▶ Data extract
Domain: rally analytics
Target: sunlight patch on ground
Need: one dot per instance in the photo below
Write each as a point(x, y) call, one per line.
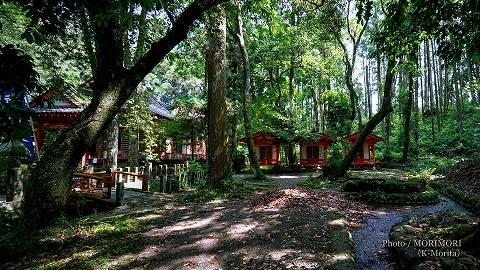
point(338, 222)
point(286, 176)
point(151, 251)
point(207, 243)
point(278, 254)
point(199, 262)
point(240, 230)
point(338, 258)
point(183, 226)
point(149, 217)
point(120, 261)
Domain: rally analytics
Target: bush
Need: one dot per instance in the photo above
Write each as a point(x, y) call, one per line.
point(391, 185)
point(426, 197)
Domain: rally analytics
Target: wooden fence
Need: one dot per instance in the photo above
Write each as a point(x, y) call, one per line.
point(153, 178)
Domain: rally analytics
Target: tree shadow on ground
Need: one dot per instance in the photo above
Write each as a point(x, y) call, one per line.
point(278, 232)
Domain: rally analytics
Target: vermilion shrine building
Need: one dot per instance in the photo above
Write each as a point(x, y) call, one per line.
point(267, 147)
point(315, 153)
point(55, 110)
point(366, 155)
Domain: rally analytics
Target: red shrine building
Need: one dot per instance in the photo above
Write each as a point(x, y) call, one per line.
point(267, 147)
point(315, 153)
point(366, 155)
point(54, 110)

▶ Problem requirements
Copy exactly the line that contains "Target: red shrine building" and all lines after it in the listing above, through the final line, and nothing else.

▶ Answer
Target: red shrine building
Need: one dot per instance in the photo above
Write each as a point(x, y) call, one per line.
point(267, 147)
point(315, 153)
point(366, 155)
point(54, 110)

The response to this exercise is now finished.